→ What the task asks
Set down every record below exactly as it stands, leaving out the pictures.

→ Saved entries
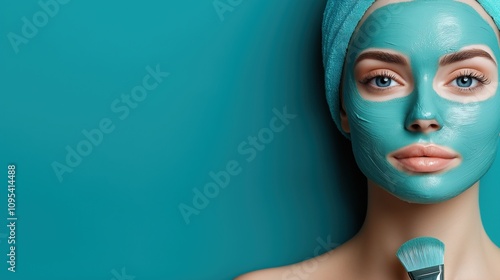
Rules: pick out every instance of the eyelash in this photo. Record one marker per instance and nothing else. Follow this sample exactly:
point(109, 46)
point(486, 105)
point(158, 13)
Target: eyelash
point(481, 78)
point(386, 74)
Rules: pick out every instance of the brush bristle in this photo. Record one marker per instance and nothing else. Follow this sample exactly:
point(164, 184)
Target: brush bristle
point(421, 252)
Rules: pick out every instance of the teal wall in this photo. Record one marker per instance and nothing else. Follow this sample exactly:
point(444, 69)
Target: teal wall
point(118, 114)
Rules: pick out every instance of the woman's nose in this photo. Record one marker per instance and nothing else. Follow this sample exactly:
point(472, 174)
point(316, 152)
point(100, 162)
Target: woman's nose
point(423, 116)
point(424, 126)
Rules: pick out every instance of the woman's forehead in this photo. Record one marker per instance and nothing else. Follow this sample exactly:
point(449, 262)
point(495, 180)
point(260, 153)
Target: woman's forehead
point(473, 3)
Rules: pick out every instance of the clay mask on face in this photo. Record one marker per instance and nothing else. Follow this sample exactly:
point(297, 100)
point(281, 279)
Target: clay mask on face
point(420, 92)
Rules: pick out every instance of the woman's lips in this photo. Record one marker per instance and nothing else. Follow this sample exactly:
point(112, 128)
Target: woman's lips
point(424, 159)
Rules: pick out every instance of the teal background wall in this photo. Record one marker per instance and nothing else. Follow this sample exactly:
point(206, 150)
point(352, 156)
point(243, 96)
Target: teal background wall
point(71, 69)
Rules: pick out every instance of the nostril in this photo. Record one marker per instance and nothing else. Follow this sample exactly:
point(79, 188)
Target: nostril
point(434, 126)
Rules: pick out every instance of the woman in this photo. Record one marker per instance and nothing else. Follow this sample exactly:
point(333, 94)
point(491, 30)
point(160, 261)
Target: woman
point(419, 99)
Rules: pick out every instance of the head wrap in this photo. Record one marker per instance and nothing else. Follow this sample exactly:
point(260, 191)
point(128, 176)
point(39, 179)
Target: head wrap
point(339, 22)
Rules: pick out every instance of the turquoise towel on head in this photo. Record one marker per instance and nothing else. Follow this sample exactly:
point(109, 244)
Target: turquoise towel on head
point(339, 22)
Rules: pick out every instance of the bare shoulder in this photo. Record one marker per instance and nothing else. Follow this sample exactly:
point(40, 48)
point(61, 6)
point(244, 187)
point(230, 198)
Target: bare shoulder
point(264, 274)
point(327, 266)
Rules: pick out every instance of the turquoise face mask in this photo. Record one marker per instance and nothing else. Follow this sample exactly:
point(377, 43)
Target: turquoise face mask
point(462, 126)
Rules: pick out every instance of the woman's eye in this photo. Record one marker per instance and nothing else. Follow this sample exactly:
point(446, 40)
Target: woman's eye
point(383, 82)
point(465, 82)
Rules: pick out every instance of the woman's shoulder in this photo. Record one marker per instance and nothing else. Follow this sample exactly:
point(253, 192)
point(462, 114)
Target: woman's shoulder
point(326, 266)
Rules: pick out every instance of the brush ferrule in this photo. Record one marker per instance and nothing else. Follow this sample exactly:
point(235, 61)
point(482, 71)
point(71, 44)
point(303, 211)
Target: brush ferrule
point(428, 273)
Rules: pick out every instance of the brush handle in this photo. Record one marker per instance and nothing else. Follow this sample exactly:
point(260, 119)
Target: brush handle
point(428, 273)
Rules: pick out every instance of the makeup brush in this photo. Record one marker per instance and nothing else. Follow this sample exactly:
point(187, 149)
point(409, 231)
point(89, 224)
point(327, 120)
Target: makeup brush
point(423, 258)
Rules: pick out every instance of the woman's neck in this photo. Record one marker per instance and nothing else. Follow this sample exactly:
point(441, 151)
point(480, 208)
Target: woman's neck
point(390, 222)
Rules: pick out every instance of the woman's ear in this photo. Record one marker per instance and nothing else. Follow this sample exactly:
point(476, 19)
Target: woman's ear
point(344, 121)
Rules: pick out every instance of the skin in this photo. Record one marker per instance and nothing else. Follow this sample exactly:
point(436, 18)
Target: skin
point(393, 217)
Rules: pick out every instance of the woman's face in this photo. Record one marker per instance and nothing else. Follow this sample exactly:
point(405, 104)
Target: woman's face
point(420, 95)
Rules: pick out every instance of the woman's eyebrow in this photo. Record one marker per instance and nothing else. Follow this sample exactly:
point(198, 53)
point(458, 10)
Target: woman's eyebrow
point(464, 55)
point(383, 56)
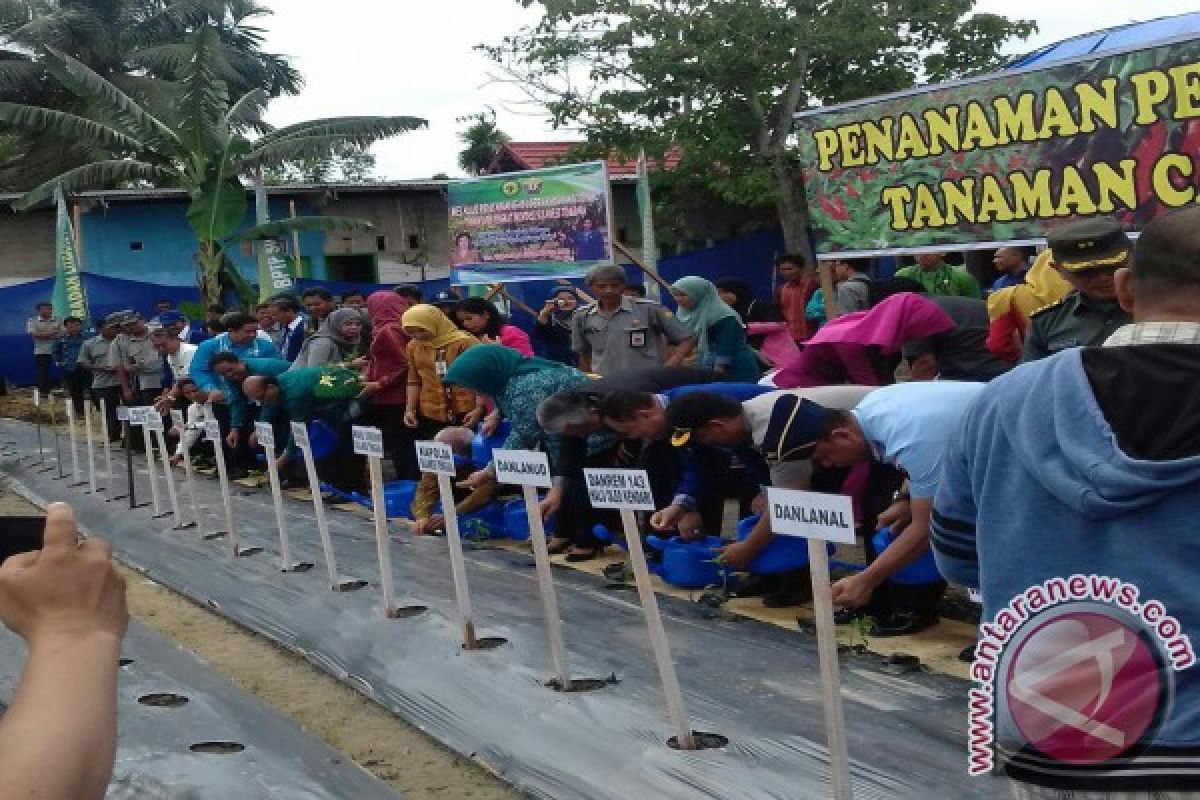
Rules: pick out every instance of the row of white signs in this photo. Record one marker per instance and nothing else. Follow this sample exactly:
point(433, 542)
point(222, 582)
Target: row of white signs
point(792, 512)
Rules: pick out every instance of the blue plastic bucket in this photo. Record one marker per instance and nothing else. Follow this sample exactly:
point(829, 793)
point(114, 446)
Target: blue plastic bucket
point(689, 565)
point(783, 554)
point(922, 571)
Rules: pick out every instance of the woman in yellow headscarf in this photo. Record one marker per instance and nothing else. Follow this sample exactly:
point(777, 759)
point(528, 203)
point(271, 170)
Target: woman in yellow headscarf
point(1009, 308)
point(436, 342)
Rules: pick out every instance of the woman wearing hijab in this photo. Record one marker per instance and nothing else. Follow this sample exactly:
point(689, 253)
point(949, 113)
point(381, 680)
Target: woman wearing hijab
point(519, 385)
point(387, 380)
point(1009, 308)
point(335, 342)
point(483, 319)
point(435, 344)
point(721, 337)
point(552, 329)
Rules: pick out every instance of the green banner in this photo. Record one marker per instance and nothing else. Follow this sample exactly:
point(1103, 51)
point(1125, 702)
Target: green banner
point(69, 298)
point(531, 226)
point(1006, 157)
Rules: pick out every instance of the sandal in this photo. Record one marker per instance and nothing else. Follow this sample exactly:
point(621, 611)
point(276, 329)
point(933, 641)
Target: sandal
point(577, 554)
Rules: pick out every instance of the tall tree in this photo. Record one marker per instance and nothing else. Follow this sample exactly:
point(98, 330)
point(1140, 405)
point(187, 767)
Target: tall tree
point(198, 143)
point(483, 139)
point(721, 79)
point(139, 46)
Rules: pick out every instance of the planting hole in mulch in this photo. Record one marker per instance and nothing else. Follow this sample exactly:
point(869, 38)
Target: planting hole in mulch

→ Answer space
Rules: pick out every instance of the eyelash in this photo. Record one marker per instance and nothing else. Follow this sample exactly:
point(109, 46)
point(486, 105)
point(158, 13)
Target: eyelash
point(481, 78)
point(386, 74)
Rules: pick out every instance of the brush bristle in this photo. Record one marker per instance and nothing else. Follow this sample exactly:
point(164, 184)
Target: brush bristle
point(421, 252)
Rules: pick out every instance of the teal wall in this photo. Record one marker per instance and nothing else. Follow this sample exactly:
point(444, 69)
Target: teal wall
point(118, 114)
Rules: pick out every instance of the woman's nose in this photo. Record one marker per instance and nothing else. Follow this sample exactly:
point(472, 174)
point(316, 152)
point(100, 162)
Target: woman's nose
point(423, 116)
point(424, 126)
Rules: pick out every instance of the woman's forehead in this photo. Record one marker per instance and nothing else. Follow this sample exactly:
point(449, 262)
point(495, 180)
point(260, 153)
Target: woman's forehead
point(473, 3)
Rules: pick out every instance of the clay mask on face in this photo. Record one marker per instance and nothing else. Follow this sample exactly:
point(297, 100)
point(281, 279)
Target: clay mask on face
point(420, 92)
Rules: pick out every instance of the woman's lips in this photo. Record one marker per instance and nothing else. Follow this sample exactly:
point(112, 128)
Target: woman's lips
point(424, 159)
Rules: pick out every instance of the teal background wall in this photo. Record one marker per instance and nothing else. Follow this sample exactly:
point(206, 150)
point(352, 156)
point(243, 96)
Target: teal background wall
point(71, 69)
Rules: pick out every instance of the nostril in this photo. Record one marker per instance and nothing else. Follow this sample exactly:
point(79, 188)
Target: nostril
point(434, 126)
Rules: pick out every instance of the woman in this photo. Record one marker per instance and nothing else. Follow this sample exactly:
point(333, 94)
point(491, 30)
point(160, 261)
Target: woman
point(419, 99)
Rules: pick out every instance of the head wrap in this photo. Record one marker per instance and nothing else. Follow this sample exactly:
point(260, 191)
point(128, 176)
point(39, 179)
Target: head wrap
point(339, 22)
Rules: pick out every instance of the turquoise towel on head in this photo. Record one marker per instance and nothing else. Follow this sample exactly:
point(109, 244)
Target: turquoise towel on head
point(339, 22)
Rules: pick out every instance of the bare shoulder in this photo. Record one marker per instance and nothing else. Follow this sample exactly:
point(40, 48)
point(61, 6)
point(244, 187)
point(230, 198)
Target: bare shoulder
point(264, 274)
point(327, 266)
Rules: pick out every instance of the turquoise face mask in this photo. Record one marker per instance and nothing else. Follow this sample exactly:
point(377, 43)
Target: turquoise face mask
point(462, 126)
Rules: pick out every instance of the woman's eye in this photo. Record one marker per instance and nothing else. Follow this sample exactly:
point(446, 40)
Target: woman's eye
point(383, 82)
point(465, 82)
Rules: pick out every instance of the woman's shoulder in this photo. Record one marker per instance and nothing else. Follow this sample exactly:
point(253, 192)
point(462, 114)
Target: woman's shoulder
point(326, 266)
Rules: pick out every instance of the brush ferrule in this photo. Record one marker per instance and nothing else. Follow this sample exactly:
point(235, 61)
point(482, 71)
point(71, 44)
point(303, 211)
Target: brush ferrule
point(428, 273)
Rules: pick out every instance of the brush handle in this photo. Record one marker per instance and nothing else. Follow this sample exactly:
point(260, 119)
Target: brush handle
point(428, 273)
Rules: pick out every instance of the makeup brush in this photo. Record one marker per instance and nothing else. Follow this sample exactly:
point(187, 149)
point(409, 231)
point(89, 224)
point(327, 120)
Target: makeup brush
point(423, 258)
Rules: pick out every instance of the woman's neck in this photo. Record one marker per instance and nothing else. Follow this sample exactly:
point(441, 151)
point(480, 208)
Target: woman's neck
point(390, 222)
Rules: pick out every instance of the woman's ear in this photo. Record one marker per instance and nothing else. Follow this sample exactly:
point(476, 19)
Target: woman's ear
point(344, 121)
Rules: pick out every instance of the skin in this photo. Record one marker per instance and nothing else. Follow this sample exactly:
point(436, 18)
Target: skin
point(393, 217)
Rules: pick out every instance of the woman's face in this photo. Record one marker per instance and nothing else. Follow this sample exactly:
point(405, 104)
Target: woman's face
point(420, 95)
Rules: pick out every instance of the woman's eyebrow in this photo. Record one marker per instance and nothing else. Follow this sample exactly:
point(198, 53)
point(458, 10)
Target: woman's eyebrow
point(464, 55)
point(383, 56)
Rules: pick out every instance of the row of white signs in this photo. Record one marker per instance and nothing else. Follow this sample exactly:
point(433, 542)
point(222, 582)
Target: row of white signs
point(792, 512)
Rules: pick out every instance of the blue plastic bucket in this photo. Record one marker per instance and nothing else. Follow this sample exactly:
point(829, 793)
point(114, 446)
Target: blue plastic bucket
point(689, 565)
point(783, 554)
point(922, 571)
Rules: pick out every instance of the woman in yellow headscarf in this photo. Record one marker per instance and nothing else. Follow this sample exactly:
point(777, 759)
point(528, 203)
point(271, 170)
Target: woman in yellow headscarf
point(1009, 308)
point(436, 342)
Rules: pick out every instance of the woman wearing hijab in this photo. Record one marker per instance and nothing else. Follow this sample exactly:
point(689, 253)
point(949, 113)
point(381, 680)
Target: woman wearing hijab
point(519, 385)
point(387, 380)
point(1009, 308)
point(335, 342)
point(483, 319)
point(435, 344)
point(721, 337)
point(552, 329)
Rules: pick out every instance of the green banner in this photo. Record one marker per instance and nothing else. Follow this sample exactly:
point(1103, 51)
point(1125, 702)
Target: green banner
point(69, 298)
point(531, 226)
point(1006, 157)
Rules: pick out every instance of the sandal in this photo. Record one marker per instance and nothing else. Follow this sample exactly:
point(621, 611)
point(276, 329)
point(933, 641)
Target: sandal
point(577, 554)
Rules: pick out every instance of the tall tree in this photo. Record one marker per instance and nothing else. Follow this sample exactly:
point(98, 330)
point(1140, 405)
point(187, 767)
Target: tall tree
point(198, 143)
point(483, 139)
point(721, 79)
point(139, 46)
Rules: pick out every instance of the planting hole in mulch in this photo. Record one marker per instance and nothing else. Follow this sample exactly:
point(869, 38)
Target: planting hole in mulch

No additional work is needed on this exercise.